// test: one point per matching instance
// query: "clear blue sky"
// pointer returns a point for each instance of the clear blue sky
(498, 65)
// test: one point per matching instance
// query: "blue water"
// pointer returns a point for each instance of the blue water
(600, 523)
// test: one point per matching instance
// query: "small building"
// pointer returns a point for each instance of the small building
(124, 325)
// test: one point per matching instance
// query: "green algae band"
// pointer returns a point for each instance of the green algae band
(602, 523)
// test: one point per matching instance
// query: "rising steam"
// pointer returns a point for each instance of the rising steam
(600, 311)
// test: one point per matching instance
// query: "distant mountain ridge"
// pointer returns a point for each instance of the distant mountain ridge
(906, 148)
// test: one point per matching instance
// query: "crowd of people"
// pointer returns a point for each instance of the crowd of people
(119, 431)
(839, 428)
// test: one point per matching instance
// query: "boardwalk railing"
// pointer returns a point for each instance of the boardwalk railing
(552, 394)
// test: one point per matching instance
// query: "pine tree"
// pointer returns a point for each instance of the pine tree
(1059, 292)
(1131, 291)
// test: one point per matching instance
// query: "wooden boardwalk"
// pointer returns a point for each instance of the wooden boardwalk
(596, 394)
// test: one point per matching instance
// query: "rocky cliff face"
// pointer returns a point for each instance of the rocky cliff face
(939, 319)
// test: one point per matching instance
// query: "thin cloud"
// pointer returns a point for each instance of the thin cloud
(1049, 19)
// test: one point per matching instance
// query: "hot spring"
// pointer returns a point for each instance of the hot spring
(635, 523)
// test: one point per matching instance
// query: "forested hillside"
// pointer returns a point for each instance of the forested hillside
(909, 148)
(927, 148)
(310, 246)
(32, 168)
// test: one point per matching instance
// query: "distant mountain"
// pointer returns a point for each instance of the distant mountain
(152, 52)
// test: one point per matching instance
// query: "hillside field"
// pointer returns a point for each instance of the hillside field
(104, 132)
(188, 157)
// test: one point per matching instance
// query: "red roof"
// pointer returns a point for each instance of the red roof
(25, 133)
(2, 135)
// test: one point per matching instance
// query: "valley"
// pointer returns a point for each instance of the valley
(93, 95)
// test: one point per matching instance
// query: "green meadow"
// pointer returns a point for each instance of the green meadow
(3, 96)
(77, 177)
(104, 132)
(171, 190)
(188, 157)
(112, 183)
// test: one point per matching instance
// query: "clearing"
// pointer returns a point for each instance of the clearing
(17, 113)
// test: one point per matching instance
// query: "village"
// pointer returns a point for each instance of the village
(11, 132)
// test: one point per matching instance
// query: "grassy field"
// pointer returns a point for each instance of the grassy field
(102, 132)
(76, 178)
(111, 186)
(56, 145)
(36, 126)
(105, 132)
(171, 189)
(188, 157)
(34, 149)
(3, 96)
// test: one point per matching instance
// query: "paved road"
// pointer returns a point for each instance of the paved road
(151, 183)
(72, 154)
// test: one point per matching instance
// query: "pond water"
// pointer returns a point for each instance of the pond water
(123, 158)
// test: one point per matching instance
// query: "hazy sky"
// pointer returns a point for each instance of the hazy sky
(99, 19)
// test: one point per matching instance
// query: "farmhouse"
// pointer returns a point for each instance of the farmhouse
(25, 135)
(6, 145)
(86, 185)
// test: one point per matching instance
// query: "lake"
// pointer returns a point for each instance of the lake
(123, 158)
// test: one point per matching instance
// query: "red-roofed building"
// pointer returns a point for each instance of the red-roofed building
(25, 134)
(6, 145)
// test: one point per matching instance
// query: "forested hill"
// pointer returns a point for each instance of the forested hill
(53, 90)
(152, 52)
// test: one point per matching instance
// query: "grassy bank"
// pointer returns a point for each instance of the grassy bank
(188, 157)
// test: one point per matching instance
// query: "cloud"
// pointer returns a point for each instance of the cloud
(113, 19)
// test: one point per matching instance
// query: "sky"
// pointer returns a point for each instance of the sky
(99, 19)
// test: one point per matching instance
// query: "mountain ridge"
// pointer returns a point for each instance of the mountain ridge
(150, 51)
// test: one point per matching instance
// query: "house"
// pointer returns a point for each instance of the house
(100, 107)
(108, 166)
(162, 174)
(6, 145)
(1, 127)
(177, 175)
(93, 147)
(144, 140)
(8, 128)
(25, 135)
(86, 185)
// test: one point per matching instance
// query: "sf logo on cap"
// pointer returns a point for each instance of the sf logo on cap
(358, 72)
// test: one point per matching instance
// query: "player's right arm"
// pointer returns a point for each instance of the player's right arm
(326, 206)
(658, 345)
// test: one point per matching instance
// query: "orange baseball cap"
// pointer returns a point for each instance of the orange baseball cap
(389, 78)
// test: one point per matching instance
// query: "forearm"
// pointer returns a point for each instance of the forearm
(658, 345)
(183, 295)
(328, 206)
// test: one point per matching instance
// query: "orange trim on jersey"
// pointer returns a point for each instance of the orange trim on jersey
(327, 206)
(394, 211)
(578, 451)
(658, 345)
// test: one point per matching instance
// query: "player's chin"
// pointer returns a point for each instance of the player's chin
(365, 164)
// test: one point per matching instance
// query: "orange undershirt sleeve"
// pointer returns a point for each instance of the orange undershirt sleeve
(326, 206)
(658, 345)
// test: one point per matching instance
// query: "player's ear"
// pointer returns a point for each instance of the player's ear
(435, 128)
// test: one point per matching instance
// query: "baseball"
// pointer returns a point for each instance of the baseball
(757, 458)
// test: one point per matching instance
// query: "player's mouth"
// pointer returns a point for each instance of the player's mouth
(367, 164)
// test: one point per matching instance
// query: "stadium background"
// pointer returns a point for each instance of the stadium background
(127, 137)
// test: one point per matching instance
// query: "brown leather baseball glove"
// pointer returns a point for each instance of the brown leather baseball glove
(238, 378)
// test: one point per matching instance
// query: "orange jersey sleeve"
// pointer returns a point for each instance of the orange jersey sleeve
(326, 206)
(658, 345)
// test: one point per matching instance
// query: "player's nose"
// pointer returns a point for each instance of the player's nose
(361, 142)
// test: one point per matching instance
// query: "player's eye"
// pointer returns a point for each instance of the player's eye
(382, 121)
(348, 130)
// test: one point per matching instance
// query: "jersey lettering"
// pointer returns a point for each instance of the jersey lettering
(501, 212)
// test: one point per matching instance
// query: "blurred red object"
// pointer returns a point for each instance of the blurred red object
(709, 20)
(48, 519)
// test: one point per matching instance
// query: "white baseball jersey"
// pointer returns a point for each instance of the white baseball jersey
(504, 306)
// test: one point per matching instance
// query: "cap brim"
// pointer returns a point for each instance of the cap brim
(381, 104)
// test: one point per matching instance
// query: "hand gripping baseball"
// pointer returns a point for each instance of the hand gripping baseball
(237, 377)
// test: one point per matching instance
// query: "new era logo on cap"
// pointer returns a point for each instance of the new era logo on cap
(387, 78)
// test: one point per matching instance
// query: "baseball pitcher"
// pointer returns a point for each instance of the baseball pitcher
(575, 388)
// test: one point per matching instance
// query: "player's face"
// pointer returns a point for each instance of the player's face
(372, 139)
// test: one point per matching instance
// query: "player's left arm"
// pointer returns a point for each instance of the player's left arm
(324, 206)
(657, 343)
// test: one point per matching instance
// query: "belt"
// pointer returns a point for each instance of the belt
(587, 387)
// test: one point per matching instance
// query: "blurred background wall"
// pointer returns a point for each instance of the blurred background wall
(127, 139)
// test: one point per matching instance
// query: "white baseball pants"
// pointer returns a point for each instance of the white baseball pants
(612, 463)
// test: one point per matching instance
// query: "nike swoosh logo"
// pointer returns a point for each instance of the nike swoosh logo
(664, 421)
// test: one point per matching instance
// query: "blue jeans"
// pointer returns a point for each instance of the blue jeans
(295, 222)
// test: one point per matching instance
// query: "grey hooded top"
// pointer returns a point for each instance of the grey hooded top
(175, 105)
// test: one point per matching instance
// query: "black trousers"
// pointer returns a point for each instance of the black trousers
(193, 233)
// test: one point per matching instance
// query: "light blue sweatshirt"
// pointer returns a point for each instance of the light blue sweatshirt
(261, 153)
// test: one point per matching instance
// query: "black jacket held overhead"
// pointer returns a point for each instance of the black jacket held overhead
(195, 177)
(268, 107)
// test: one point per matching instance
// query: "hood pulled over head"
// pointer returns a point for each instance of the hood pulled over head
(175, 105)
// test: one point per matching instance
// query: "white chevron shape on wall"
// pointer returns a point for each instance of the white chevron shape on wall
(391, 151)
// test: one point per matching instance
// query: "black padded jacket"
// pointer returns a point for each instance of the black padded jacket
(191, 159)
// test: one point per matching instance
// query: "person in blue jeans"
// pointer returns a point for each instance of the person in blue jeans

» Stated problem: Which of the lines above contain the string "bank"? Copy every one of them in full, treating uppercase and lowercase as different.

» Exercise result:
// query: "grassy bank"
// pointer returns a point for each instance of the grassy bank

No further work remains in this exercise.